[Records for this exercise start]

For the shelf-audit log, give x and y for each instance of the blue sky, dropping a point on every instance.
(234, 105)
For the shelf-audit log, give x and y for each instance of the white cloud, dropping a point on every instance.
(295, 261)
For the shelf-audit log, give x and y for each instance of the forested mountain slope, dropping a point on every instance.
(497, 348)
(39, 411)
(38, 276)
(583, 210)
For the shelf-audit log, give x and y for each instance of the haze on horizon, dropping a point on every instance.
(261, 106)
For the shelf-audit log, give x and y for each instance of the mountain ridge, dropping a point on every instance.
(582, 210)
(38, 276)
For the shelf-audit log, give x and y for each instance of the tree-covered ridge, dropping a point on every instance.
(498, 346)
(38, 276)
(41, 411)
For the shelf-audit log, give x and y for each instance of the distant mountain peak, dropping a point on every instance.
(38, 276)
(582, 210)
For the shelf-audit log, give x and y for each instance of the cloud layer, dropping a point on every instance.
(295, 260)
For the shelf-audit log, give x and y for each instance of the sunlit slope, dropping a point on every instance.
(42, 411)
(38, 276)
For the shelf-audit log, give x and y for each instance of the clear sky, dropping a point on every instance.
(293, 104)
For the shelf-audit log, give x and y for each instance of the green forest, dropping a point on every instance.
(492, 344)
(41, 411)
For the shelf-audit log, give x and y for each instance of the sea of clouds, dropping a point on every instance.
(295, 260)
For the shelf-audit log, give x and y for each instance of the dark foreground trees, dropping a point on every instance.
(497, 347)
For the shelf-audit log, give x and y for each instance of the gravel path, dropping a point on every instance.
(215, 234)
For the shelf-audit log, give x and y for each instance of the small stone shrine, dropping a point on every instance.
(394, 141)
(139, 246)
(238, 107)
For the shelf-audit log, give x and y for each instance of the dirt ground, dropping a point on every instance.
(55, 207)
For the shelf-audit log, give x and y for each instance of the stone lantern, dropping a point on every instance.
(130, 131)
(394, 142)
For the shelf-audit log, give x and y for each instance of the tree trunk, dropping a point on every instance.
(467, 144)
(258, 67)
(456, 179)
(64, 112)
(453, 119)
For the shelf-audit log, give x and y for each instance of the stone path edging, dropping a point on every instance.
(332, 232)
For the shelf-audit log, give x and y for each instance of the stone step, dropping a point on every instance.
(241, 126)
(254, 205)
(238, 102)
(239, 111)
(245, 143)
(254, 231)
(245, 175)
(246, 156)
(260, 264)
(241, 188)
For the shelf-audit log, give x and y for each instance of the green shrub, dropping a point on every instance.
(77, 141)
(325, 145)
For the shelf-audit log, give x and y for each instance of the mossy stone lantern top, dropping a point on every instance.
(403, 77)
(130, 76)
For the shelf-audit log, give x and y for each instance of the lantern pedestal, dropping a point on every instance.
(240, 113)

[Records for this exercise end]

What is asked: Extract all lines as given.

Finished task:
For the shelf-audit log, give x and y for each instance of the blue sky, dropping a point on every instance.
(234, 105)
For the shelf-audit log, give x and y for each instance of the white cloud, dropping a point on every instance.
(295, 261)
For the shelf-audit log, give x and y for each instance of the forested mountain slope, dropping a point on every instance.
(497, 348)
(39, 411)
(38, 276)
(583, 210)
For the shelf-audit log, give x and y for each instance of the haze on horizon, dropping a point on every instance.
(261, 106)
For the shelf-audit log, give x and y for each instance of the mountain ridge, dropping a point on every instance.
(582, 210)
(38, 276)
For the shelf-audit log, give x and y for each instance of the tree-covered ridge, dropping a point on every instance.
(498, 346)
(38, 276)
(41, 411)
For the shelf-audit log, give x and y for each instance of the distant mountain peak, dropping a point on every instance.
(38, 276)
(582, 210)
For the shelf-audit log, give x and y for each instance of the cloud layer, dropping a point on every instance.
(295, 260)
For the shelf-audit log, give x and y for each instance of the sunlit slope, dropping a point on every instance.
(42, 411)
(38, 276)
For the shelf-audit log, give x and y for each instance of the clear sky, dropping a point on every instance.
(293, 104)
For the shelf-audit log, give x and y for each instance of the green forest, dropping a point on every instance.
(492, 344)
(41, 411)
For the shelf-audit log, give x and y for each instance of the sea of clouds, dropping a point on every instance.
(295, 260)
For the shelf-audit log, give x and y for each instance of the dark foreground trees, dropping a point on every instance.
(497, 347)
For the shelf-audit log, give x and y for each instance of the gravel path, dropping a point on every instance.
(215, 234)
For the shelf-audit log, give x and y for each instance of the small stone shrine, dropping a point on every instance.
(394, 141)
(139, 246)
(238, 107)
For the shelf-audit log, give x and y for each instance of the dirt ground, dropping a point on every instance.
(55, 207)
For the shelf-audit log, give x and y for each instance of the stone lantern, dropping a point on every instance.
(130, 131)
(394, 142)
For the shelf-audit log, give x and y for each instance of the tree trunk, dropping a point on every instance.
(467, 144)
(258, 67)
(456, 179)
(64, 112)
(453, 119)
For the shelf-audit log, give x and y for each instance of the stone path edging, dropping a point on every instance.
(332, 232)
For the shelf-audit log, give x and y for each instance of the stone step, dropping a point on every instance.
(241, 126)
(254, 205)
(238, 102)
(239, 111)
(245, 143)
(254, 231)
(245, 175)
(246, 156)
(260, 264)
(241, 188)
For the shelf-audit log, give x and y for each instance of the green shrub, dropping a point on every instance.
(77, 141)
(325, 145)
For the shelf-audit log, give x and y for each instance of the mossy stone lantern top, dropping a point on every instance.
(403, 77)
(130, 76)
For the shelf-audit log, give x and y for each instance of the lantern pedestal, dropping a point on every instance.
(240, 113)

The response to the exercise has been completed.